# Raw records:
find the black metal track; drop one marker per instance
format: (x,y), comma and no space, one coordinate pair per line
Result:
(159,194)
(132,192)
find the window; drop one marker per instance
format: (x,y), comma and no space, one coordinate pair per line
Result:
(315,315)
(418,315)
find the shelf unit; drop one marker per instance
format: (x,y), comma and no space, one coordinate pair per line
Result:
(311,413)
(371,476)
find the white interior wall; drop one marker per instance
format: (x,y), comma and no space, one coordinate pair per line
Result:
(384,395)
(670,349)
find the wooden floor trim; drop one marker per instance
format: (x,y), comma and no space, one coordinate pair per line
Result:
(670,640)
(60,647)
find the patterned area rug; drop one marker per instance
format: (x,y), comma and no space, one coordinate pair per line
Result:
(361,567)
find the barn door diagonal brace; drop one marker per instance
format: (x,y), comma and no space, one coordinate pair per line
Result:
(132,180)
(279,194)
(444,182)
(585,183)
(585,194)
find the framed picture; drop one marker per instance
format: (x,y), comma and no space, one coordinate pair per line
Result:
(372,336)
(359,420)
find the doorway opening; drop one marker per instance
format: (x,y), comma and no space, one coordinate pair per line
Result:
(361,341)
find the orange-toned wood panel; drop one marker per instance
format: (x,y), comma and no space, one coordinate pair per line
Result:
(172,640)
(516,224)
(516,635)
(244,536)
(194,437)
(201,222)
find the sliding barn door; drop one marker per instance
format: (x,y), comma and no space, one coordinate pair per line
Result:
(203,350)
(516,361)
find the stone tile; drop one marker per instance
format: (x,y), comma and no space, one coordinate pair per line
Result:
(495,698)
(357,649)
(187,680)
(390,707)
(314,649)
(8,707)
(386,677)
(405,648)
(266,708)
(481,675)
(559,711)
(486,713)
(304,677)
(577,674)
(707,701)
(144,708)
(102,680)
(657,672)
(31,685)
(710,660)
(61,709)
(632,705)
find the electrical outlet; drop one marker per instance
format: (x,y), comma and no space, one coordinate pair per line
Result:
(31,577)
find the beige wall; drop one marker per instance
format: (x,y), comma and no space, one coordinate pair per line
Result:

# Exercise goal:
Rewrite all the rows above as one numbered list, leaving out any blank lines.

# Full answer:
1. find the black metal track; drop one marker per instance
2. format: (x,y), comma and no space, one coordinate pair per line
3. Result:
4. (159,194)
5. (132,192)
6. find the window; drop one marker per instance
7. format: (x,y), comma and no space, one coordinate pair per line
8. Result:
9. (315,315)
10. (418,315)
11. find the shelf unit; drop one marker per instance
12. format: (x,y), comma and no space, one coordinate pair per line
13. Result:
14. (311,413)
15. (371,476)
16. find the white interior wall; drop one marker per instance
17. format: (x,y), comma and no space, one coordinate pair per line
18. Result:
19. (384,395)
20. (670,349)
21. find the wooden floor trim; drop one marker per instance
22. format: (x,y), comma and no space, one coordinate pair per line
23. Result:
24. (670,640)
25. (60,647)
26. find the patterned area rug; drop one marker per instance
27. format: (x,y), comma and no space, one coordinate pair per line
28. Result:
29. (361,567)
30. find the barn door diagonal brace; drop one marker per instance
31. format: (x,y), comma and no space, one coordinate pair per line
32. Result:
33. (132,180)
34. (279,194)
35. (444,182)
36. (585,183)
37. (585,194)
38. find the framed picture; drop one marker per instance
39. format: (x,y), comma and no space, one coordinate pair per line
40. Result:
41. (372,336)
42. (359,420)
43. find the doorway opening; drop one marker per instance
44. format: (x,y), comma and no space, one coordinate pair per line
45. Result:
46. (361,341)
47. find the orange-toned wood panel; drop one marker per instance
48. format: (x,y), comma and no space, one coordinate pair per line
49. Result:
50. (172,640)
51. (516,224)
52. (516,635)
53. (244,536)
54. (194,437)
55. (201,222)
56. find the sliding barn door; drop one marker per instance
57. format: (x,y), comma and no space, one coordinate pair per line
58. Result:
59. (203,350)
60. (516,361)
61. find the stone tile; drop one marker per instance
62. format: (x,y), comma and no space, one coordinate pair per line
63. Result:
64. (495,698)
65. (357,649)
66. (187,680)
67. (390,707)
68. (314,649)
69. (8,707)
70. (386,677)
71. (405,648)
72. (266,708)
73. (481,675)
74. (559,711)
75. (486,713)
76. (304,677)
77. (577,674)
78. (707,701)
79. (144,708)
80. (102,680)
81. (657,672)
82. (31,685)
83. (710,660)
84. (61,709)
85. (632,705)
86. find the electrical outlet; drop one marker per instance
87. format: (x,y), comma and no space, one coordinate pair per line
88. Result:
89. (31,577)
90. find the beige wall; drop one marker per instance
91. format: (x,y), comma and no space, one coordinate pair per line
92. Result:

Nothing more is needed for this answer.